[Location labeling records]
** START **

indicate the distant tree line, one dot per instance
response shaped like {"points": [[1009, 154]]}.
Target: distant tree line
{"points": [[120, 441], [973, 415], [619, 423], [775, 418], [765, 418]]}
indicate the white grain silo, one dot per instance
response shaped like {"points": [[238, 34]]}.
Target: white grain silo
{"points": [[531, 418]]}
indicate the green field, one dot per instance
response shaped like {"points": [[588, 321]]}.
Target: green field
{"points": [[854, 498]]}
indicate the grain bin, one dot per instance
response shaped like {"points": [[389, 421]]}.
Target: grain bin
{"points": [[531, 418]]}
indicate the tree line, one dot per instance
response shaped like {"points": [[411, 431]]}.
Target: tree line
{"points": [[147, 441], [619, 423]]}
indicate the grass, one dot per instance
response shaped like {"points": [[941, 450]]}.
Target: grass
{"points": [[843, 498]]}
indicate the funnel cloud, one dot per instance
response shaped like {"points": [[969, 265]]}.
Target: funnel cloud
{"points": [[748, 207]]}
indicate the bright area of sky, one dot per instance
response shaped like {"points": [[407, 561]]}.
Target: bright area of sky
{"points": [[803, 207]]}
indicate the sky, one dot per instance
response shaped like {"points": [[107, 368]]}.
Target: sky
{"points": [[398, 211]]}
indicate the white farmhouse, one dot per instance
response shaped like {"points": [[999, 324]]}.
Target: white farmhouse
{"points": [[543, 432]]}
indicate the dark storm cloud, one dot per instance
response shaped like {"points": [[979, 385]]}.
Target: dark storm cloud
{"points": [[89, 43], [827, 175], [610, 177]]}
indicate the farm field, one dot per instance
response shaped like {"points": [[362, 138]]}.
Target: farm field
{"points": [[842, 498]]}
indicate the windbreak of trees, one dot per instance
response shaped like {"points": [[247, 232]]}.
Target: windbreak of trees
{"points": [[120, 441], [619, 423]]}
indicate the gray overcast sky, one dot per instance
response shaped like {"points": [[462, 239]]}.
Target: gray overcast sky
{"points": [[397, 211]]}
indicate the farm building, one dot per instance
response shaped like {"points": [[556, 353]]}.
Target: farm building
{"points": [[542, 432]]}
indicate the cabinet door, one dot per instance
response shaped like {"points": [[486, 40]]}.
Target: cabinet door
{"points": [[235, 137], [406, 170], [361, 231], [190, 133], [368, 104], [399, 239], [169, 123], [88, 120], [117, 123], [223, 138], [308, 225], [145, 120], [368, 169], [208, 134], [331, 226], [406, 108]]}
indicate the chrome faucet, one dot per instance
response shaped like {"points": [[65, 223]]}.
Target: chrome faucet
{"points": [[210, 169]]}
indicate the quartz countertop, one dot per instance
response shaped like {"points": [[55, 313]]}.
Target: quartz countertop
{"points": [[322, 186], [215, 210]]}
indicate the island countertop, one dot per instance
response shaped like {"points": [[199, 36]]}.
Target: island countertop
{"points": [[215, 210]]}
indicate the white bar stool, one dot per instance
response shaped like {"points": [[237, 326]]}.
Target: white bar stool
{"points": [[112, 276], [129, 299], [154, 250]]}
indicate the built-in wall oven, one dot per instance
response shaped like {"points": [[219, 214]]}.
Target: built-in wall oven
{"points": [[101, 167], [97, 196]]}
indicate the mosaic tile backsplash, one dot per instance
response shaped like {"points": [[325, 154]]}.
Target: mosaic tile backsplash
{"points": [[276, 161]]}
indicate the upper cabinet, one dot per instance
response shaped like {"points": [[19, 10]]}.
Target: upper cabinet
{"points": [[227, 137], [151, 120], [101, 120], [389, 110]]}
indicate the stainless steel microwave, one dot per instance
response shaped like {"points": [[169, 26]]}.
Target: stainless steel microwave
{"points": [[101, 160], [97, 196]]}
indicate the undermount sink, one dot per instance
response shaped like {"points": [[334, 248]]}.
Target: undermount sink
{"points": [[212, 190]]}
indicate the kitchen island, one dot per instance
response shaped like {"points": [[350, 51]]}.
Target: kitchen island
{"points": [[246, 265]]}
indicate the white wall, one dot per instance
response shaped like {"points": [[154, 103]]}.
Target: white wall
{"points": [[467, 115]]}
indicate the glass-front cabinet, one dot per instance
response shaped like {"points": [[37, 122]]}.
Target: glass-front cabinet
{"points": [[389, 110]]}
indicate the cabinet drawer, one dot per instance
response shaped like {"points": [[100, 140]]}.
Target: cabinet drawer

** END **

[TASK OBJECTIVE] Format the records from the line containing "indicate the cabinet drawer, one" through the end of the records as a JSON list of strings, one string per line, with blank lines omitted.

[SOLUTION TO THIS EXERCISE]
[
  "indicate the cabinet drawer, one dot per instance",
  "response shaped like {\"points\": [[100, 140]]}.",
  "Target: cabinet drawer"
]